### What the exercise asks
Using the entries that follow, write out the line containing "For every instance of the street", the line containing "For every instance of the wrought", and every line between them, exactly and nothing else.

### Stored data
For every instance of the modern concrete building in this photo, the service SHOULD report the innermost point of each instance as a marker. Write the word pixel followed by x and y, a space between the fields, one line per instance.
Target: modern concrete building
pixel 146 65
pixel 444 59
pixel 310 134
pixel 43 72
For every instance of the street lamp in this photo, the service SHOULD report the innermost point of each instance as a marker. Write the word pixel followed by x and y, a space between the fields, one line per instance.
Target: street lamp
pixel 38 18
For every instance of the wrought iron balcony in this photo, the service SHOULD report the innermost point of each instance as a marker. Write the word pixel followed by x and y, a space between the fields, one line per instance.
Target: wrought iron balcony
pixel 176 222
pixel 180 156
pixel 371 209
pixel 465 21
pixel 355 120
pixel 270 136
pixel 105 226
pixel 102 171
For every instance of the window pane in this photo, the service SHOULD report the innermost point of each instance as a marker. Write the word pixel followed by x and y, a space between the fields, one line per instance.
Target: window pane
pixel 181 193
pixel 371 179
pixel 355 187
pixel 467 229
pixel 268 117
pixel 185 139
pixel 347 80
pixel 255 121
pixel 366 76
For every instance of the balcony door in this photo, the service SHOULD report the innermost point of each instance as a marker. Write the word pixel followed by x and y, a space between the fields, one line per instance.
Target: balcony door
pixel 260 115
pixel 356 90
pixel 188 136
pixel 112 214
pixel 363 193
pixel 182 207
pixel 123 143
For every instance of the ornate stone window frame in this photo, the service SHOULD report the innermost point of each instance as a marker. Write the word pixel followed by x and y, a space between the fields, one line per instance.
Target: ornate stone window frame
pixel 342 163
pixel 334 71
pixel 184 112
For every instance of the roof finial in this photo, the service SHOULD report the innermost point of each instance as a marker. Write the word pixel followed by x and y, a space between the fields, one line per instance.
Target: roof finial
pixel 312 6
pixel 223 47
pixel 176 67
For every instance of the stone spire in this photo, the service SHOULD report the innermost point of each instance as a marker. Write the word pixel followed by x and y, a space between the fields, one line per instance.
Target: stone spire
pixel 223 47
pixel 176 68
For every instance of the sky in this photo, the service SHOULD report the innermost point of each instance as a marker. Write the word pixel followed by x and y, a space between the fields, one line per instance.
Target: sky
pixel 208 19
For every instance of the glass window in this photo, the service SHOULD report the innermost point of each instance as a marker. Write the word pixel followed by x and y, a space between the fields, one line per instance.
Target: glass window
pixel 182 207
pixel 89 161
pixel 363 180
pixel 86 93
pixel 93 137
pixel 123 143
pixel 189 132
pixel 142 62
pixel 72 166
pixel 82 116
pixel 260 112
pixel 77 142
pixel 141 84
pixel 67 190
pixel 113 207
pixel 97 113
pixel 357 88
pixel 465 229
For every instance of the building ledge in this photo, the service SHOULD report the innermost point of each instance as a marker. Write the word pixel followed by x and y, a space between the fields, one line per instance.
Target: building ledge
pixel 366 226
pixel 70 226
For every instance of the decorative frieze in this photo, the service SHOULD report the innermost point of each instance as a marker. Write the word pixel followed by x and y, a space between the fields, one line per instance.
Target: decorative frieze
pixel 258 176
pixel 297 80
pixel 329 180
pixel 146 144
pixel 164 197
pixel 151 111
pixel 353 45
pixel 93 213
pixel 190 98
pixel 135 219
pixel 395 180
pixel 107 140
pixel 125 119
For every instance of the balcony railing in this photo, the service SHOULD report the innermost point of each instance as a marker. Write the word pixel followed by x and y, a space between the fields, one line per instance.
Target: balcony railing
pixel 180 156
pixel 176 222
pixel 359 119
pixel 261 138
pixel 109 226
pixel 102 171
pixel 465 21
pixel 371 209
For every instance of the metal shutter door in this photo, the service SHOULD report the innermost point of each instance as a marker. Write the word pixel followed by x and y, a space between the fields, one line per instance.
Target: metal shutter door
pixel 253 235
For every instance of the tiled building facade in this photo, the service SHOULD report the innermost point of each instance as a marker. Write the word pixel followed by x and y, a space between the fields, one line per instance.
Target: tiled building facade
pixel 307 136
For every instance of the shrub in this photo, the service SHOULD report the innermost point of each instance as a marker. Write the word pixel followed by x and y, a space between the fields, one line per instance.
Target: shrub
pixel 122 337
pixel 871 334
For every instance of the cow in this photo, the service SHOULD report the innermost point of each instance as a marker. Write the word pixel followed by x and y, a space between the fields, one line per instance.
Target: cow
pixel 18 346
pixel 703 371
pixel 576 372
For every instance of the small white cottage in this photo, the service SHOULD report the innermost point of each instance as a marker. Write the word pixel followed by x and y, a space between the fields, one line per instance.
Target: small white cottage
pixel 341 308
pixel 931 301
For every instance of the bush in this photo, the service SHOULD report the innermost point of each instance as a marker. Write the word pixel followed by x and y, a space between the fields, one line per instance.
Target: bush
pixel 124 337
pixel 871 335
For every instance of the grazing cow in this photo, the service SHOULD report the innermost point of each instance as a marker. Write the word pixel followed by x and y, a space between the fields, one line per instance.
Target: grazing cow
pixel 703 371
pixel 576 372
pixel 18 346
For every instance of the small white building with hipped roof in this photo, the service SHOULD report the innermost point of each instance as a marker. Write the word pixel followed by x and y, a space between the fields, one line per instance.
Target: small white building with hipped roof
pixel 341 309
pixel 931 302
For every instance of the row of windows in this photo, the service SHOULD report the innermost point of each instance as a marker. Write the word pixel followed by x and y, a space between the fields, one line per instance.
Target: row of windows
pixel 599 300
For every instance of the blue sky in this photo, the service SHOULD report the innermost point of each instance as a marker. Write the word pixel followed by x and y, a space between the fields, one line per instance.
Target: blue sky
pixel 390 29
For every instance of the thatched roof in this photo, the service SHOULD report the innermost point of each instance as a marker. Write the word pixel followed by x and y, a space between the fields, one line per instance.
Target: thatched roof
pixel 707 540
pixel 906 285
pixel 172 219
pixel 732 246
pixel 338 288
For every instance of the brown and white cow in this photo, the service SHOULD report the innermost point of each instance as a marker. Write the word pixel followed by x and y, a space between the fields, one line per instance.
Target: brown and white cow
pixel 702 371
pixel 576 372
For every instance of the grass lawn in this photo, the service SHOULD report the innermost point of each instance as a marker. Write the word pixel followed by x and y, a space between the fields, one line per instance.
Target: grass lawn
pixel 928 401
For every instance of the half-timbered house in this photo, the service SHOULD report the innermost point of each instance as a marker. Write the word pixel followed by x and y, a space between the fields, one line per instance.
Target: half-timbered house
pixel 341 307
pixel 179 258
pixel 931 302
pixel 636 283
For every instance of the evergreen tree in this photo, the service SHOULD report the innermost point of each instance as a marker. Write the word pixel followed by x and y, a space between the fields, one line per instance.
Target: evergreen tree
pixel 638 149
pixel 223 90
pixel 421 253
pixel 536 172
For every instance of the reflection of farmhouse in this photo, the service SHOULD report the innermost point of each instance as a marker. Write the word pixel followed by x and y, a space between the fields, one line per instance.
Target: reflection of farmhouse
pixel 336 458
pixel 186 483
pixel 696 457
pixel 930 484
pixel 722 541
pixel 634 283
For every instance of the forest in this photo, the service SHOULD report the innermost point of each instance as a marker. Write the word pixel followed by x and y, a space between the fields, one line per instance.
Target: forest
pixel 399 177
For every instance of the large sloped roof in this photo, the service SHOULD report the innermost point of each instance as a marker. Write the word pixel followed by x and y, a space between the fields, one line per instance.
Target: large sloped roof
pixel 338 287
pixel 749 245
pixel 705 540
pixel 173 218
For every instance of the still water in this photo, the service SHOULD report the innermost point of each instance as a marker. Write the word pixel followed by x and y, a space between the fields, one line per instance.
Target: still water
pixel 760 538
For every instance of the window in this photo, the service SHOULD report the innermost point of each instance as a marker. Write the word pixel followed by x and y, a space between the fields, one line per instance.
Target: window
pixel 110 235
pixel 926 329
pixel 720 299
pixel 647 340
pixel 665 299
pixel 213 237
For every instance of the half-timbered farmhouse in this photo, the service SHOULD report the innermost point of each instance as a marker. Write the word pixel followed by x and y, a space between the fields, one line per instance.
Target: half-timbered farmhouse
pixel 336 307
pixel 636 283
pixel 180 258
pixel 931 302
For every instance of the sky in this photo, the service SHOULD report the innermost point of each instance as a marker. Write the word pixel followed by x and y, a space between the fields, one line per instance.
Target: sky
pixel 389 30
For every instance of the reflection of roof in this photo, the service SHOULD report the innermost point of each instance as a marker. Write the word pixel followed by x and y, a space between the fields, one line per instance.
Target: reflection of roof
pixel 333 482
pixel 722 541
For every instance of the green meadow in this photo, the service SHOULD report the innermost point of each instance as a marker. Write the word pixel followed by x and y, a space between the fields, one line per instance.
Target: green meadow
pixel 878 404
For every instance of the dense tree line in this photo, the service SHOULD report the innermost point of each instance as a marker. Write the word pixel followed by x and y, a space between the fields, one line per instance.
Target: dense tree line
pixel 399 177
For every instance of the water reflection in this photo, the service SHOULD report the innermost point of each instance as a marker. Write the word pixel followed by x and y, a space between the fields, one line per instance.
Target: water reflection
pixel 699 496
--
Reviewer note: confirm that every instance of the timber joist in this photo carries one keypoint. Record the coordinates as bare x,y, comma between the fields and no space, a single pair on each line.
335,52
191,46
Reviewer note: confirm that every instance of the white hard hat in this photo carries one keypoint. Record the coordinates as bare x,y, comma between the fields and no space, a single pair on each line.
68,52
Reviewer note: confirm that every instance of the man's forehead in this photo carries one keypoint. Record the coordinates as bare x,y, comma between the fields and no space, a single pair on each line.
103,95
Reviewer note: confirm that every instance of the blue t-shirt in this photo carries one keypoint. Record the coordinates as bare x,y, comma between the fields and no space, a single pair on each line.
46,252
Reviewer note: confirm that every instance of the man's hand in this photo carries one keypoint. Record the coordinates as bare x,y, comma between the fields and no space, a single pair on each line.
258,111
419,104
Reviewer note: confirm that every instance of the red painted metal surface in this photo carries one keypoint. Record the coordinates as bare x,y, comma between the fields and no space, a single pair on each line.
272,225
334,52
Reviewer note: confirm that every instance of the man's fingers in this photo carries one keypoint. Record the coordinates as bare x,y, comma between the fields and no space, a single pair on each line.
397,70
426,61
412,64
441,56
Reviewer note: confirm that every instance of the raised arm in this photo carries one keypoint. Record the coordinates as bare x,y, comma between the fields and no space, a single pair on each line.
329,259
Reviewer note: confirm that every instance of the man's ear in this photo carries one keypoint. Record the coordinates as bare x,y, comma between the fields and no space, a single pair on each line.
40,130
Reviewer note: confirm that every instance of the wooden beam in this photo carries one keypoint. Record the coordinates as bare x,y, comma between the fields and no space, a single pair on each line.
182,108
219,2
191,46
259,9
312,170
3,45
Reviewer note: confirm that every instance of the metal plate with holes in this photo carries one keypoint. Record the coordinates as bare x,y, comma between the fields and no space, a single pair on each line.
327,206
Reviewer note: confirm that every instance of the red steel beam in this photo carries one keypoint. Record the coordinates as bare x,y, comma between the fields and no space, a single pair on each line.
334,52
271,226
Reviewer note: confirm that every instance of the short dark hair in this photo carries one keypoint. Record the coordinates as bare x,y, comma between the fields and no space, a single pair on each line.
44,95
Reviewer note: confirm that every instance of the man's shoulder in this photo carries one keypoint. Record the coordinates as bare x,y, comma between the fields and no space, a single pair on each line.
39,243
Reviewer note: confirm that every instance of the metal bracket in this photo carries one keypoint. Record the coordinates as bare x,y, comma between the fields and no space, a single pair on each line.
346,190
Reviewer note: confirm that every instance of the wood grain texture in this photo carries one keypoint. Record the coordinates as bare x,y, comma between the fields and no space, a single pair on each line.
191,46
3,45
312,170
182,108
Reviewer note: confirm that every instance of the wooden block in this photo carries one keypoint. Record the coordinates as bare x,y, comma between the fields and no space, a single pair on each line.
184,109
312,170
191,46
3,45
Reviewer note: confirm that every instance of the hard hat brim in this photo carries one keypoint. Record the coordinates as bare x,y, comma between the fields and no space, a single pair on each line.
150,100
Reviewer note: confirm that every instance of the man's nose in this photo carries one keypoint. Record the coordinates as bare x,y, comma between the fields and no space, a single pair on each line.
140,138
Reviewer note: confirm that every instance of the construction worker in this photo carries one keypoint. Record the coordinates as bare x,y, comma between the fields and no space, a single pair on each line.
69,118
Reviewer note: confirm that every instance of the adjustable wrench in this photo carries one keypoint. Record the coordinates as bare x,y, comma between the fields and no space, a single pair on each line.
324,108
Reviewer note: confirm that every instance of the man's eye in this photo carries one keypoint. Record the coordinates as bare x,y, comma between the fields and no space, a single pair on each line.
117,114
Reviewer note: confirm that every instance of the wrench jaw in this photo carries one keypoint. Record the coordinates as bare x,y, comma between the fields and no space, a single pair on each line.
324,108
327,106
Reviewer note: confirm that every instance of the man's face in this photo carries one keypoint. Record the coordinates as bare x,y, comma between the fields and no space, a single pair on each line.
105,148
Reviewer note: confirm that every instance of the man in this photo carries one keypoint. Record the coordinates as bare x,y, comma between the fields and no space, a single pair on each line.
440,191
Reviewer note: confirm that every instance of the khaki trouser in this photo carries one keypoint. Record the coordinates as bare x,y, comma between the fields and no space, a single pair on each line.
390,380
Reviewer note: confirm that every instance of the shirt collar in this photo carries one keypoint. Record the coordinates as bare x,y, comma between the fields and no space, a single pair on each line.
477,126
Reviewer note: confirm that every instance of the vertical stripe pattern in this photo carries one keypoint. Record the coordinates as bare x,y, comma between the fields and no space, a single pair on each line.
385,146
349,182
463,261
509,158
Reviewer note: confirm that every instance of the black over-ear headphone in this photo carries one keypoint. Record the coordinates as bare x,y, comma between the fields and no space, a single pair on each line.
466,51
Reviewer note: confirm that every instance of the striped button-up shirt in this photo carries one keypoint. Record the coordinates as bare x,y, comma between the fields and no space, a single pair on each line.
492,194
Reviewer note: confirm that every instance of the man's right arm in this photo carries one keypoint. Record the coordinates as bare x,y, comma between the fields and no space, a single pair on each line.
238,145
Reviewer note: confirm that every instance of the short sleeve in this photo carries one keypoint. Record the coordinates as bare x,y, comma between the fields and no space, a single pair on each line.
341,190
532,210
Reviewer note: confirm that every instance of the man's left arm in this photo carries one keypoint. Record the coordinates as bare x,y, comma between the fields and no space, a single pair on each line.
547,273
...
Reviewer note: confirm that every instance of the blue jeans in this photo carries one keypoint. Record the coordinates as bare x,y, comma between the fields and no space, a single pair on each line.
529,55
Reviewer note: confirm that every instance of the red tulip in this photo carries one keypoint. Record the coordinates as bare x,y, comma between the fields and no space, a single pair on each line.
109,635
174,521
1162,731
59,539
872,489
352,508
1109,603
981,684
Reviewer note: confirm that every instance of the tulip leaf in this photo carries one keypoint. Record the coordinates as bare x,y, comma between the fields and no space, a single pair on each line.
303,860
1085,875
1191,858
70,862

### Result of the exercise
For every instance of the street lamp in this photo, the service SHOULD report the innermost point of each instance as a marker. Write the word pixel followed by x and y, a space between the fields, one line per instance.
Target: street lamp
pixel 38 18
For every instance of the wrought iron balcony in this photo, the service SHOULD report the innermost point of each instance as a marker. Write the word pixel followed by x and y, a space between the fields, one line per instance.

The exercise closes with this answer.